(SUPPLIED DATA)

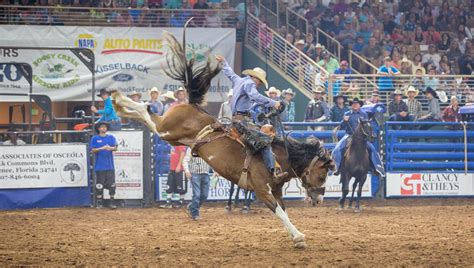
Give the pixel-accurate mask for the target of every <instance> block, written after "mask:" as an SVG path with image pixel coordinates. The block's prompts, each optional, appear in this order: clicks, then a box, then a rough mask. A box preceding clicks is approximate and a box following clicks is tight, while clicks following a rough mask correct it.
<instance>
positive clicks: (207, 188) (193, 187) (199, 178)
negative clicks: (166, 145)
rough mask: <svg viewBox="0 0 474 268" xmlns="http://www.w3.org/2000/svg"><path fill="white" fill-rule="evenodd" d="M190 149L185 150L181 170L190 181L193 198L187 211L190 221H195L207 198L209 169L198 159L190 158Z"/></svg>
mask: <svg viewBox="0 0 474 268" xmlns="http://www.w3.org/2000/svg"><path fill="white" fill-rule="evenodd" d="M191 151H192V150H191V148H188V149H187V150H186V155H185V157H184V159H183V168H184V172H185V175H186V178H187V179H188V180H191V186H192V189H193V197H192V199H191V203H190V204H189V205H188V207H187V210H188V213H189V215H190V216H191V219H193V220H195V221H197V220H199V219H200V216H199V209H200V208H201V206H202V204H203V203H204V201H206V200H207V197H208V196H209V181H210V177H209V170H210V169H211V167H210V166H209V165H208V164H207V163H206V162H205V161H204V160H203V159H202V158H200V157H198V156H192V153H191Z"/></svg>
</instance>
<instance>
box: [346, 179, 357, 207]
mask: <svg viewBox="0 0 474 268" xmlns="http://www.w3.org/2000/svg"><path fill="white" fill-rule="evenodd" d="M356 187H357V180H354V184H352V195H351V199H350V200H349V206H348V208H352V201H353V200H354V192H355V189H356Z"/></svg>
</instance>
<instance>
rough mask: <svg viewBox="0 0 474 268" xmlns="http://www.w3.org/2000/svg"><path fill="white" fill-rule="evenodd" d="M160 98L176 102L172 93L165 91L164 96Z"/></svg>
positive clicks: (161, 95) (174, 98) (172, 91)
mask: <svg viewBox="0 0 474 268" xmlns="http://www.w3.org/2000/svg"><path fill="white" fill-rule="evenodd" d="M161 97H162V98H168V99H172V100H174V101H175V100H176V97H175V96H174V93H173V91H166V93H165V94H163V95H161Z"/></svg>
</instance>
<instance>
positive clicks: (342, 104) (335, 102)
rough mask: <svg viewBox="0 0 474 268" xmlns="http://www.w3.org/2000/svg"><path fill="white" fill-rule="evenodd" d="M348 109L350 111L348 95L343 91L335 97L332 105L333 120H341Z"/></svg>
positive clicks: (335, 121)
mask: <svg viewBox="0 0 474 268" xmlns="http://www.w3.org/2000/svg"><path fill="white" fill-rule="evenodd" d="M347 111H349V106H347V97H346V96H344V95H343V94H342V93H339V95H337V96H335V97H334V106H332V107H331V121H332V122H341V121H342V118H343V117H344V114H345V113H346V112H347Z"/></svg>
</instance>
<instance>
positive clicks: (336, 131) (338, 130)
mask: <svg viewBox="0 0 474 268" xmlns="http://www.w3.org/2000/svg"><path fill="white" fill-rule="evenodd" d="M340 129H341V126H337V127H335V128H334V129H333V130H332V140H333V141H334V142H335V143H338V142H339V140H338V139H337V132H338V131H339V130H340Z"/></svg>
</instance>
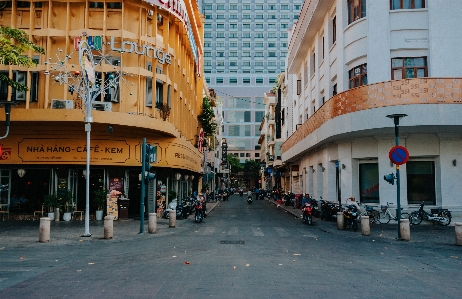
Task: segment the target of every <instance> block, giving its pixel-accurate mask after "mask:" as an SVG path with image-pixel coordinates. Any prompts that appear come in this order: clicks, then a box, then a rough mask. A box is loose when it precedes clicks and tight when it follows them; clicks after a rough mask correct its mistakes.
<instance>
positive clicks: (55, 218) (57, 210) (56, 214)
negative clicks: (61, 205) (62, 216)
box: [55, 208, 60, 221]
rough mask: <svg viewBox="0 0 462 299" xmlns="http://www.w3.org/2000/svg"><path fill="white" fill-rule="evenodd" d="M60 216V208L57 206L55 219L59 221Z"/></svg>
mask: <svg viewBox="0 0 462 299" xmlns="http://www.w3.org/2000/svg"><path fill="white" fill-rule="evenodd" d="M59 217H60V215H59V208H56V209H55V221H59Z"/></svg>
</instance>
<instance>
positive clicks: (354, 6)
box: [348, 0, 366, 24]
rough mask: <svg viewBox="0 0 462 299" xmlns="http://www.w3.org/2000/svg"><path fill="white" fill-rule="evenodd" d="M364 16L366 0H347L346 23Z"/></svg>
mask: <svg viewBox="0 0 462 299" xmlns="http://www.w3.org/2000/svg"><path fill="white" fill-rule="evenodd" d="M365 16H366V0H348V24H351V23H353V22H354V21H356V20H359V19H361V18H364V17H365Z"/></svg>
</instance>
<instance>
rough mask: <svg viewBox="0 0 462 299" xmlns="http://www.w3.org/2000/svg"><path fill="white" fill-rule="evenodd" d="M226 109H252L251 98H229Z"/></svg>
mask: <svg viewBox="0 0 462 299" xmlns="http://www.w3.org/2000/svg"><path fill="white" fill-rule="evenodd" d="M226 108H235V109H248V108H251V106H250V98H229V99H228V103H227V107H226ZM229 112H231V111H229ZM229 112H228V113H229Z"/></svg>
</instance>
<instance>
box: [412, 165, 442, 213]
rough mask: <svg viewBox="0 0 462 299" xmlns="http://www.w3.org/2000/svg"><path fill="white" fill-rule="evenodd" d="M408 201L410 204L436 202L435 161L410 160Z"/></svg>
mask: <svg viewBox="0 0 462 299" xmlns="http://www.w3.org/2000/svg"><path fill="white" fill-rule="evenodd" d="M406 175H407V202H408V203H409V204H420V203H422V202H424V203H425V204H426V205H434V204H436V192H435V190H436V189H435V163H434V162H433V161H408V162H407V163H406Z"/></svg>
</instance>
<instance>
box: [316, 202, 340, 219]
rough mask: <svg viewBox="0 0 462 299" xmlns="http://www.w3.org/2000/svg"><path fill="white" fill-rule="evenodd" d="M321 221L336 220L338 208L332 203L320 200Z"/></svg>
mask: <svg viewBox="0 0 462 299" xmlns="http://www.w3.org/2000/svg"><path fill="white" fill-rule="evenodd" d="M320 202H321V220H324V219H326V220H334V219H337V212H340V207H339V206H338V204H336V203H334V202H329V201H326V200H323V199H322V198H321V200H320Z"/></svg>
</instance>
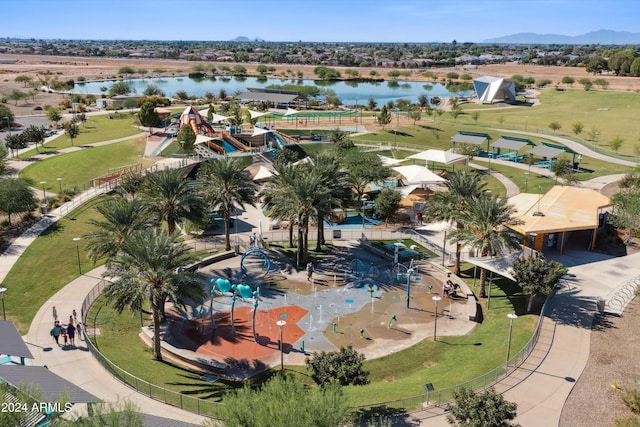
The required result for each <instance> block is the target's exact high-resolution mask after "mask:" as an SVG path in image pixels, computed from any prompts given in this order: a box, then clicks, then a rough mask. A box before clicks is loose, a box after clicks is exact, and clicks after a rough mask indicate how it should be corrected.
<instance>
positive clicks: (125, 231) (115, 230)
mask: <svg viewBox="0 0 640 427" xmlns="http://www.w3.org/2000/svg"><path fill="white" fill-rule="evenodd" d="M96 210H97V211H98V213H100V214H101V215H102V216H103V217H104V221H99V220H96V219H90V220H89V221H88V223H89V224H91V225H93V226H95V227H97V230H96V231H93V232H91V233H88V234H86V235H85V236H84V237H85V238H86V239H88V240H89V244H88V245H87V250H88V253H89V259H90V260H91V261H93V263H95V262H96V261H98V260H99V259H100V258H102V257H105V256H106V257H107V263H108V262H109V260H110V258H111V257H113V256H114V255H115V254H116V253H117V252H118V250H119V248H120V246H121V245H122V244H123V243H124V242H125V241H126V240H127V239H128V238H129V237H130V236H131V234H133V233H134V232H135V231H138V230H143V229H145V228H149V227H155V226H157V225H159V224H158V222H157V221H155V220H154V219H153V218H152V217H151V216H150V215H149V214H148V212H146V211H145V209H144V203H143V202H142V201H141V200H138V199H133V200H131V201H128V200H127V199H124V198H122V197H113V198H111V199H109V200H107V201H106V202H104V203H103V204H101V205H99V206H97V207H96Z"/></svg>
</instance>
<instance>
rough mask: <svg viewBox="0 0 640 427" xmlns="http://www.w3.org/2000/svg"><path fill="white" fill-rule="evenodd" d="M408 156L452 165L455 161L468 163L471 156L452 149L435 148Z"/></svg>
mask: <svg viewBox="0 0 640 427" xmlns="http://www.w3.org/2000/svg"><path fill="white" fill-rule="evenodd" d="M408 158H409V159H414V160H424V161H425V162H435V163H443V164H445V165H450V164H453V163H461V164H468V162H469V156H464V155H462V154H457V153H452V152H451V151H443V150H433V149H431V150H426V151H421V152H420V153H417V154H413V155H411V156H409V157H408Z"/></svg>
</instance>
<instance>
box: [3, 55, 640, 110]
mask: <svg viewBox="0 0 640 427" xmlns="http://www.w3.org/2000/svg"><path fill="white" fill-rule="evenodd" d="M0 60H16V61H17V62H16V63H15V64H0V95H8V94H9V93H10V92H11V91H12V90H14V89H19V90H25V88H24V84H22V83H17V82H15V81H14V80H15V78H16V77H17V76H18V75H27V76H30V77H32V78H34V79H35V78H37V77H38V74H39V73H43V72H50V73H51V74H52V75H53V76H55V77H57V78H58V79H59V80H67V79H74V80H77V79H78V78H79V77H84V78H85V79H86V80H102V79H109V78H111V77H113V76H117V74H118V69H119V68H121V67H124V66H130V67H133V68H135V69H140V68H144V69H146V70H148V71H149V73H148V74H147V76H149V77H152V76H154V75H153V73H152V70H153V69H154V68H162V69H165V70H166V72H165V73H163V75H164V76H173V75H176V76H178V75H186V74H188V73H189V72H190V71H191V69H192V67H193V66H194V65H196V64H198V62H192V61H184V60H163V59H139V58H136V59H134V58H82V57H65V56H38V55H11V54H2V55H0ZM207 64H208V63H207ZM212 64H213V65H215V66H216V67H218V68H219V67H220V66H221V65H226V66H228V67H231V68H233V67H234V66H235V65H242V66H244V67H245V68H246V69H247V71H248V73H249V74H250V75H257V74H258V73H257V72H256V67H257V66H258V65H260V64H257V63H241V64H238V63H232V62H221V63H216V62H214V63H212ZM272 66H273V67H275V69H276V72H275V74H276V75H277V74H278V73H280V72H285V71H291V72H292V73H293V74H294V75H297V73H298V72H301V73H302V75H303V76H304V78H305V79H314V78H315V77H316V76H315V75H314V74H313V70H314V68H315V67H316V66H315V65H297V64H273V65H272ZM332 68H336V69H338V70H340V71H341V72H343V71H344V70H345V69H346V67H332ZM357 70H358V71H359V72H360V75H363V76H367V75H369V71H371V70H376V71H377V72H378V73H379V75H380V76H383V77H386V76H387V73H388V72H389V71H391V70H392V69H391V68H358V69H357ZM424 71H426V70H424V69H417V70H415V71H414V73H413V75H412V76H411V77H408V78H407V79H408V80H413V81H431V79H428V78H425V77H424V76H422V73H423V72H424ZM428 71H432V72H433V73H435V74H436V76H437V79H438V80H439V81H441V80H445V79H446V75H447V73H449V72H451V71H455V72H457V73H459V74H463V73H466V74H469V75H471V76H472V77H473V78H477V77H481V76H485V75H491V76H496V77H506V78H509V77H511V76H513V75H515V74H519V75H521V76H523V77H525V78H526V77H532V78H533V79H535V80H536V81H537V80H540V79H548V80H551V81H552V82H553V84H560V81H561V80H562V78H563V77H564V76H571V77H573V78H574V79H575V80H576V82H577V81H578V80H580V79H582V78H589V79H592V80H593V79H594V78H595V77H594V76H593V75H592V74H590V73H587V72H586V71H585V70H584V68H578V67H547V66H538V65H531V64H527V65H522V64H515V63H508V64H493V65H482V66H478V67H475V68H469V67H462V66H460V67H455V68H454V67H448V68H431V69H429V70H428ZM343 74H344V73H343ZM599 77H602V78H604V79H605V80H607V81H608V82H609V90H619V91H638V90H640V78H637V77H636V78H634V77H618V76H614V75H609V74H603V75H602V76H599ZM573 86H574V87H580V85H579V84H577V83H575V84H574V85H573ZM62 98H63V95H60V94H49V93H44V92H40V93H39V94H38V95H37V96H36V98H35V99H34V100H28V101H20V102H18V105H15V103H14V102H9V103H8V106H9V107H10V108H11V110H12V111H13V112H14V114H15V115H16V116H22V115H30V114H44V113H42V112H34V110H33V107H34V106H36V105H40V106H44V105H52V106H55V105H57V104H58V103H59V102H60V100H62Z"/></svg>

(End SUPPLIED DATA)

### AIM OF THE EXERCISE
Set down word for word the lines from the first entry through the line with "negative clicks: (166, 145)", both included, omitting pictures.

### COMPLETED TASK
Give the pixel-accurate mask for the target of every <instance> block, written after "mask:" as an SVG path with image pixel coordinates. The block's prompts, each optional, appear in this order: clicks, then a box, then a rough mask. A box preceding clicks is approximate and a box following clicks is tight, while clicks following a rough mask correct it.
<instance>
positive clicks: (207, 188) (193, 187) (199, 178)
negative clicks: (166, 145)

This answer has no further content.